Directions
Can you write out the listing below line for line, without changing a single character?

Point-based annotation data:
"""

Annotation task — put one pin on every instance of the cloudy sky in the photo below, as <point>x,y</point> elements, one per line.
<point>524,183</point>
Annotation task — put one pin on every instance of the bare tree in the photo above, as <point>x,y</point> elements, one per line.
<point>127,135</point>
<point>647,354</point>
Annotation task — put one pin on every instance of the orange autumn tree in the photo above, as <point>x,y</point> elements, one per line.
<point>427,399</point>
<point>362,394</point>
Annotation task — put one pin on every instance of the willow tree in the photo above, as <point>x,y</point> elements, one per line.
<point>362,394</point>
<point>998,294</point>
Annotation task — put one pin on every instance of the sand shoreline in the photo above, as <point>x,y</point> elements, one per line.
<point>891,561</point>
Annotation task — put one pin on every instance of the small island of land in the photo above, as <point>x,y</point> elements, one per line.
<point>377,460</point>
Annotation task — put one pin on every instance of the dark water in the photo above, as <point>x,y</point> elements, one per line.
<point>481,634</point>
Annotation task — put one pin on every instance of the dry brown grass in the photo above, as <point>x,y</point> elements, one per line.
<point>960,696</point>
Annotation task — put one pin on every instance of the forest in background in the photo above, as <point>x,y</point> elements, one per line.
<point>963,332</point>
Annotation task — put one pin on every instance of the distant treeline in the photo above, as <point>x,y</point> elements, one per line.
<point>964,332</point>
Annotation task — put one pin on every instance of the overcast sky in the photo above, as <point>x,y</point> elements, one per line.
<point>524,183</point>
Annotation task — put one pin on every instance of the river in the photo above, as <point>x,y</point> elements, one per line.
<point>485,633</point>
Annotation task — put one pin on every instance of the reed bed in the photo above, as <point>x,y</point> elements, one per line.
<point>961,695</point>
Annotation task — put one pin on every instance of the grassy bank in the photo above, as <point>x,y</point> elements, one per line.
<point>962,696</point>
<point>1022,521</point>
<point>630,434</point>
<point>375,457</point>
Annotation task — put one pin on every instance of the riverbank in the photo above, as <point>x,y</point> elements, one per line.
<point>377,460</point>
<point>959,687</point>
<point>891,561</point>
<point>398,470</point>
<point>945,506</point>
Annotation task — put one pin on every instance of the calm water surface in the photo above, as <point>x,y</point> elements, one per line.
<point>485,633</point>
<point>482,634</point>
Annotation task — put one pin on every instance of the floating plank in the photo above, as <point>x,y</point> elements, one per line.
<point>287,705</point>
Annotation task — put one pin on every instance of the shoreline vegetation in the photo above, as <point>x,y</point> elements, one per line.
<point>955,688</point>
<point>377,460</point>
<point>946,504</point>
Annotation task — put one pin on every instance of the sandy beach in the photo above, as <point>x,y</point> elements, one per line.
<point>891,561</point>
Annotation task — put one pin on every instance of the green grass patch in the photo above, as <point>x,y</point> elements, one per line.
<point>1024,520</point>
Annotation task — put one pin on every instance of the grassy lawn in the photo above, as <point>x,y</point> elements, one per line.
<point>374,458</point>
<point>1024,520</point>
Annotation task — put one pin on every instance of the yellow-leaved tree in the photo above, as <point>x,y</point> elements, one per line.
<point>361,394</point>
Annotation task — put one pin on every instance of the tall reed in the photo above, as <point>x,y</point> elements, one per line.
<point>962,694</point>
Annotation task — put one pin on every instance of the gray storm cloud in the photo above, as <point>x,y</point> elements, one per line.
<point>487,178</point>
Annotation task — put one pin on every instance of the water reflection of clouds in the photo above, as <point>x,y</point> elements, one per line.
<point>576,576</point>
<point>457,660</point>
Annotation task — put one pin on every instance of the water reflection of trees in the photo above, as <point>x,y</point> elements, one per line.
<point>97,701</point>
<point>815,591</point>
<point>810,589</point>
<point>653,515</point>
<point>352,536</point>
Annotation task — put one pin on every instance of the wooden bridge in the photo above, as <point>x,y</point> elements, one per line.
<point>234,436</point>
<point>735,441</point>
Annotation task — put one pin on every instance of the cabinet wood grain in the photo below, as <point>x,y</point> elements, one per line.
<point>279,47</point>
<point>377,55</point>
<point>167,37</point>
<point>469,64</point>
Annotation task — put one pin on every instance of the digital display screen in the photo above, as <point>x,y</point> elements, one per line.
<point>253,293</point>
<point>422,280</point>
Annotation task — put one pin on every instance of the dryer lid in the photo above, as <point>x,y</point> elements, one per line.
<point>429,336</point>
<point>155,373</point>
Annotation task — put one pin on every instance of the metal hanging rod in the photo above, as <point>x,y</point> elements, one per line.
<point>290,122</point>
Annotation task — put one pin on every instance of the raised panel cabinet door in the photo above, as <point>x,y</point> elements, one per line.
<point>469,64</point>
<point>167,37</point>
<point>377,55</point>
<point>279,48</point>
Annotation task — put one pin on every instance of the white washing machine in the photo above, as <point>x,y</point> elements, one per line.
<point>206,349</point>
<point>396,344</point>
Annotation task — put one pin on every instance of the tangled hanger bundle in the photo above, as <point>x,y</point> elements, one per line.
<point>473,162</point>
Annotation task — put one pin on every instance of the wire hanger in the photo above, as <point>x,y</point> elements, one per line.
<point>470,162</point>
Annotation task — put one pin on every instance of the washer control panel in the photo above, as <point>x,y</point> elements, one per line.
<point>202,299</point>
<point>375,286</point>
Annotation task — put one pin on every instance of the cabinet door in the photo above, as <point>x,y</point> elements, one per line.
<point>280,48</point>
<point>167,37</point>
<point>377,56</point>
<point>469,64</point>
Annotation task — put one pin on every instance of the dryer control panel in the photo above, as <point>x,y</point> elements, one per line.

"""

Problem solution
Annotation task — put one pin on every instance of the cloudy sky in the photo below, as <point>x,y</point> elements, one per line.
<point>524,183</point>
Annotation task — put one pin on every instance of the bare tree in the photo above, as <point>x,y</point> elements, one per line.
<point>127,135</point>
<point>647,354</point>
Annotation task — put one pin on every instance of the orange autumn tree in the photo above, as <point>x,y</point> elements, one per line.
<point>427,399</point>
<point>362,394</point>
Annotation task — put one pin on every instance of the willow tree in the photo above, as <point>x,y</point> elements, one per line.
<point>362,394</point>
<point>998,294</point>
Annotation task — put one pin on every instance of the sand shoreline in the photo above, as <point>x,y</point> elements, one per line.
<point>891,561</point>
Annotation task — put one pin on every instance of the small island of land in the photo above, as <point>x,y</point> elements, one per line.
<point>377,460</point>
Annotation task — put one pin on every instance of the dark water in the photo above, as <point>x,y</point> elements, one per line.
<point>481,634</point>
Annotation task — put one pin on every instance of the dry brown grass in the photo above, as <point>x,y</point> elements, one per line.
<point>960,696</point>
Annotation task — put one pin on every instance of the forest in background in the photo above, as <point>x,y</point> elements, one per line.
<point>963,332</point>
Annotation task — put one pin on every instance of the distant treeline in the photo above, as <point>x,y</point> elements, one per line.
<point>964,332</point>
Annotation task — put one pin on every instance of the overcast sky in the photo above, as <point>x,y</point> elements, one per line.
<point>524,183</point>
Annotation task — put one pin on every instance of the river in the photo above, as <point>x,y</point> elements, one per line.
<point>485,633</point>
Annotation task — put one pin on every instance of the reed bed in the photo above, as <point>x,y</point> elements, one per line.
<point>961,695</point>
Annotation task — put one pin on every instance of the grassy bank in the photo above, as <point>x,y</point> elements, one per line.
<point>962,696</point>
<point>1022,521</point>
<point>630,434</point>
<point>375,457</point>
Annotation task — put one pin on every instance of the riverbank in the photo above, as <point>x,y</point> elements, one per line.
<point>377,460</point>
<point>959,687</point>
<point>891,561</point>
<point>398,470</point>
<point>945,506</point>
Annotation task — put one pin on every instance of the calm water surface in the photo above, as <point>x,y</point> elements, one per line.
<point>485,633</point>
<point>482,634</point>
Annotation task — put one pin on every instance of the floating plank in the photo above, as <point>x,y</point> elements, one per line.
<point>287,705</point>
Annotation task — put one pin on every instance of the shoreline vegetation in the photo above, as <point>x,y</point> elements, one per line.
<point>955,688</point>
<point>377,460</point>
<point>946,504</point>
Annotation task — put one pin on every instance of the sandy beach in the photo above, as <point>x,y</point> elements, one per line.
<point>891,561</point>
Annotation task — put one pin on every instance of the green grass patch in the photo above, as <point>x,y</point> elements, one per line.
<point>1024,520</point>
Annotation task — put one pin on every instance of the grassy lawn in the photo above, as <point>x,y</point> elements, one per line.
<point>374,458</point>
<point>1024,520</point>
Annotation task — put one pin on every instance of the yellow-leaved tree in the photo above, as <point>x,y</point> elements, one per line.
<point>361,394</point>
Annotation task — put one pin on every instance of the tall reed in the photo above, as <point>x,y</point> elements, one per line.
<point>962,694</point>
Annotation task — put one pin on every instance of the gray storm cloud in the photo above, as <point>x,y</point> elements, one per line.
<point>487,178</point>
Annotation task — put one pin on every instance of the water reflection of clouds in the photo above, as <point>x,y</point> elements, one per line.
<point>576,576</point>
<point>457,660</point>
Annotation task — put one pin on every instance of the water reflection of trees in the photo above, as <point>x,y</point> elements, one per line.
<point>97,701</point>
<point>815,591</point>
<point>810,589</point>
<point>653,515</point>
<point>352,536</point>
Annotation task — put one pin on every instance of the wooden bridge in the photo above, as <point>x,y</point> elements, one per line.
<point>234,436</point>
<point>735,441</point>
Annotation task — put one pin on every instance of the cabinet wood grain in the photo below, as <point>x,y</point> elements, one per line.
<point>279,47</point>
<point>377,55</point>
<point>167,37</point>
<point>469,64</point>
Annotation task — put one pin on every instance of the digital display screen in the photo above, as <point>x,y</point> elements, one per line.
<point>253,293</point>
<point>422,280</point>
Annotation task — put one pin on every instance of the dryer lid in the photo above, as <point>x,y</point> elements, one per line.
<point>429,336</point>
<point>155,373</point>
Annotation task — put one pin on every instance of the metal hanging rod in the photo above, as <point>x,y</point> elements, one per line.
<point>290,122</point>
Annotation task — put one pin on every instance of the raised panel cabinet door in the photo above, as <point>x,y</point> elements, one per line.
<point>469,64</point>
<point>167,37</point>
<point>377,55</point>
<point>279,48</point>
Annotation task — put one pin on every instance of the white washing machine in the photo above, as <point>x,y</point> elements, one per line.
<point>206,349</point>
<point>396,344</point>
Annotation task — put one pin on every instance of the tangled hanger bundle in the photo above, as <point>x,y</point> elements, one per line.
<point>473,162</point>
Annotation task — put one pin on every instance of the wire hanger in the photo above, as <point>x,y</point> elements, one per line.
<point>470,162</point>
Annotation task — put one pin on every instance of the washer control panel in the photo above, as <point>x,y</point> elements, one per line.
<point>202,299</point>
<point>375,286</point>
Annotation task — put one pin on every instance of the cabinet door in the photo above, as <point>x,y</point> elements, one per line.
<point>280,48</point>
<point>167,37</point>
<point>377,56</point>
<point>469,64</point>
Annotation task — put one pin on every instance of the dryer control panel in the photo above, as <point>x,y</point> elements, one per line.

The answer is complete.